**DATA EXCERPTS:**
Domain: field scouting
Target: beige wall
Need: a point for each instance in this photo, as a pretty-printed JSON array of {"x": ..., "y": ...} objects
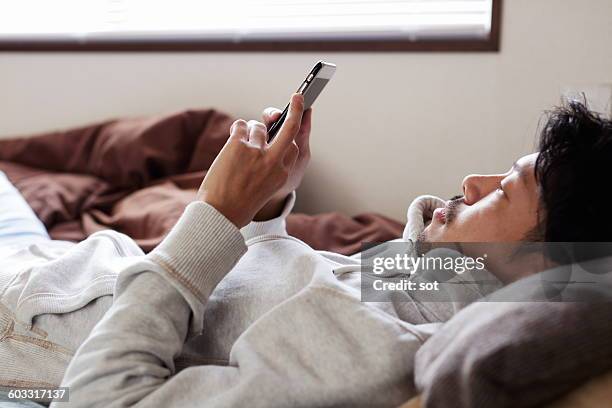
[{"x": 389, "y": 127}]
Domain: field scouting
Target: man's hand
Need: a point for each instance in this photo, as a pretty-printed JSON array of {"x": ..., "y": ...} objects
[
  {"x": 249, "y": 172},
  {"x": 275, "y": 206}
]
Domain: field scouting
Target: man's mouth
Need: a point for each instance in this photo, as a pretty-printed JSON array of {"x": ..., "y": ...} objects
[{"x": 448, "y": 213}]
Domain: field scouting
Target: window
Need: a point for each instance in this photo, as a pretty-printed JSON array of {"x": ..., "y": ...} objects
[{"x": 250, "y": 25}]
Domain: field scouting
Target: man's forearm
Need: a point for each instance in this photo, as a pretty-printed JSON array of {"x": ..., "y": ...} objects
[{"x": 272, "y": 209}]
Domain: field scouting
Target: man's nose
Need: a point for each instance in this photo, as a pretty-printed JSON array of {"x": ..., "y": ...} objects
[{"x": 477, "y": 186}]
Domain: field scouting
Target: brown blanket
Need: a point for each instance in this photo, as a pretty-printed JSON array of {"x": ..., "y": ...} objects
[{"x": 136, "y": 176}]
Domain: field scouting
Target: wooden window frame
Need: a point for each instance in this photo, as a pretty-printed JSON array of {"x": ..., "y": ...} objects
[{"x": 491, "y": 44}]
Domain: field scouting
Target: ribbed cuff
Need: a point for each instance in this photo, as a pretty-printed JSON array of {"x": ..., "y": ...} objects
[
  {"x": 275, "y": 226},
  {"x": 200, "y": 250}
]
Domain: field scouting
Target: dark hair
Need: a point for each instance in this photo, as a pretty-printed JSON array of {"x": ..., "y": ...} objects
[{"x": 574, "y": 173}]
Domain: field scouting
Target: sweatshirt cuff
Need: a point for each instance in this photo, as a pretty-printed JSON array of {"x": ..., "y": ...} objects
[
  {"x": 200, "y": 249},
  {"x": 275, "y": 226}
]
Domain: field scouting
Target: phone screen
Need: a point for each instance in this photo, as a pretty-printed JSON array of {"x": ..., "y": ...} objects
[{"x": 311, "y": 88}]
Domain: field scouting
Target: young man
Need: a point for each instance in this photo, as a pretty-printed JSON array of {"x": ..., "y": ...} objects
[{"x": 255, "y": 316}]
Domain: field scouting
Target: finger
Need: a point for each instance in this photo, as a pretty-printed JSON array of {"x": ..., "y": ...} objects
[
  {"x": 291, "y": 127},
  {"x": 239, "y": 130},
  {"x": 258, "y": 133},
  {"x": 270, "y": 116}
]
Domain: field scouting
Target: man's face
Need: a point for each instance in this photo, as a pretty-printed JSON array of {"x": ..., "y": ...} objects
[{"x": 494, "y": 208}]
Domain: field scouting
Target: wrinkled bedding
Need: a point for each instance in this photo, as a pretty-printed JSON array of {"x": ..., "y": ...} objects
[{"x": 136, "y": 176}]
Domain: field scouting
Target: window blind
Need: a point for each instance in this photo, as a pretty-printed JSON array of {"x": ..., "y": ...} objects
[{"x": 244, "y": 20}]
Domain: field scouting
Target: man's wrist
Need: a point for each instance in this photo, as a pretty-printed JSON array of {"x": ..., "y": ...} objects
[{"x": 273, "y": 209}]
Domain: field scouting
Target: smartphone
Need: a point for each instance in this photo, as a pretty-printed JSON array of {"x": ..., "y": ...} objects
[{"x": 311, "y": 88}]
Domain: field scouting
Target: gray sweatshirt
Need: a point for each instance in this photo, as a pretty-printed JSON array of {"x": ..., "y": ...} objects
[{"x": 215, "y": 316}]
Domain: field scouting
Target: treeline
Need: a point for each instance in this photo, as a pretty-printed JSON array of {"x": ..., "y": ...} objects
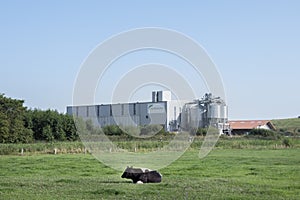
[{"x": 21, "y": 125}]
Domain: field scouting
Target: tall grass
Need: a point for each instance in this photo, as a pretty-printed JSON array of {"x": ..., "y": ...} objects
[{"x": 146, "y": 145}]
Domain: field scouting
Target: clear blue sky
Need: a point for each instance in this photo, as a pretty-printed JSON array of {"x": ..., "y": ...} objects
[{"x": 255, "y": 45}]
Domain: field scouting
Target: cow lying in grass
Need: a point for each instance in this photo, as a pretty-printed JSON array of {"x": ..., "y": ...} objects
[{"x": 142, "y": 175}]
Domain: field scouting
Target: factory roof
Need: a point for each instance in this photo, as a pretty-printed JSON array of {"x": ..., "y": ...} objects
[{"x": 250, "y": 124}]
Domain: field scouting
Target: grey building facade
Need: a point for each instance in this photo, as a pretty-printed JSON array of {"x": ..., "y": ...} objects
[{"x": 171, "y": 114}]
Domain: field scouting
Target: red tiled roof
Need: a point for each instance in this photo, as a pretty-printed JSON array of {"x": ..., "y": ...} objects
[{"x": 249, "y": 124}]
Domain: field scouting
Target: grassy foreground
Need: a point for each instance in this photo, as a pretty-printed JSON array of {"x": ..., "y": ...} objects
[{"x": 223, "y": 174}]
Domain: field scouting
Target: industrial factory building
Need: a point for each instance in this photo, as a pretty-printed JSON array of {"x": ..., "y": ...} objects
[{"x": 173, "y": 115}]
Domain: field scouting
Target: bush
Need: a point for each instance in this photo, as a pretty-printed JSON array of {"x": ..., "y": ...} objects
[
  {"x": 286, "y": 142},
  {"x": 264, "y": 133}
]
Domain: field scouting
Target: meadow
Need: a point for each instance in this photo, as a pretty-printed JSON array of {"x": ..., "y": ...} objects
[{"x": 235, "y": 169}]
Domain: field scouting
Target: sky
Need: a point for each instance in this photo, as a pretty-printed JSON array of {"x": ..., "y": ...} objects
[{"x": 254, "y": 44}]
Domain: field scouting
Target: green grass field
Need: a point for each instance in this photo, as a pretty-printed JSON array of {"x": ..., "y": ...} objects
[{"x": 233, "y": 173}]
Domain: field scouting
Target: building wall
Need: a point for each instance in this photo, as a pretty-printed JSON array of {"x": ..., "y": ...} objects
[{"x": 128, "y": 114}]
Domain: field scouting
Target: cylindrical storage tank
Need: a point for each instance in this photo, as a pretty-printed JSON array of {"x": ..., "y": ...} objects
[
  {"x": 214, "y": 111},
  {"x": 224, "y": 112}
]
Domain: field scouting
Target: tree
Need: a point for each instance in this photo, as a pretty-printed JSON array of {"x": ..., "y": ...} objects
[{"x": 12, "y": 114}]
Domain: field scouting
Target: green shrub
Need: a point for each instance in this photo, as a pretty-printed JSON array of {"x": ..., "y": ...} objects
[
  {"x": 286, "y": 142},
  {"x": 264, "y": 133}
]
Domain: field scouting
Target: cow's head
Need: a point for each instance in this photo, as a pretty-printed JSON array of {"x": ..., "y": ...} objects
[{"x": 131, "y": 172}]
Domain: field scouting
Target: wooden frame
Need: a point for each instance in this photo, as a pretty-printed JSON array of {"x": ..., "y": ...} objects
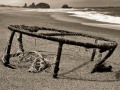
[{"x": 109, "y": 45}]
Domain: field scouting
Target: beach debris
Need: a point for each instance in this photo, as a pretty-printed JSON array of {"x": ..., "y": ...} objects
[
  {"x": 39, "y": 62},
  {"x": 55, "y": 35}
]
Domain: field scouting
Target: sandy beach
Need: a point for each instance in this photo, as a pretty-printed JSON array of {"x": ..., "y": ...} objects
[{"x": 75, "y": 68}]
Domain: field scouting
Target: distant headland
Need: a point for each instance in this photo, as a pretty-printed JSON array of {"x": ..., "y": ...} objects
[{"x": 39, "y": 5}]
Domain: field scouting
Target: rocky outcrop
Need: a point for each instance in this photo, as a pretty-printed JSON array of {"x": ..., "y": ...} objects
[
  {"x": 66, "y": 6},
  {"x": 42, "y": 5},
  {"x": 32, "y": 5},
  {"x": 25, "y": 6}
]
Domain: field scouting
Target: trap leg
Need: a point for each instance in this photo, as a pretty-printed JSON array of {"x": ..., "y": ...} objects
[
  {"x": 56, "y": 69},
  {"x": 21, "y": 49},
  {"x": 6, "y": 57},
  {"x": 20, "y": 43},
  {"x": 100, "y": 67},
  {"x": 94, "y": 51}
]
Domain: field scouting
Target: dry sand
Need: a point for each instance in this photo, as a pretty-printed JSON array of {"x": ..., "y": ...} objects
[{"x": 74, "y": 69}]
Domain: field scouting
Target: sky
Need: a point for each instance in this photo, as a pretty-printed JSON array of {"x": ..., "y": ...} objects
[{"x": 59, "y": 3}]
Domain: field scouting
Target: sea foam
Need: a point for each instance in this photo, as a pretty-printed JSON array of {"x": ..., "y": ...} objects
[
  {"x": 91, "y": 15},
  {"x": 97, "y": 16}
]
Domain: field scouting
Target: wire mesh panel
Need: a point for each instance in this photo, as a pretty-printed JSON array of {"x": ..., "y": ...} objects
[{"x": 53, "y": 43}]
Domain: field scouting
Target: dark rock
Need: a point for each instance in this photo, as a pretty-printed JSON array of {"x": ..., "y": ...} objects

**WORK TO BE COMPLETED:** Select and copy every line above that contains the word "green".

**SOLUTION BELOW:**
Target: green grass field
Target: green shrub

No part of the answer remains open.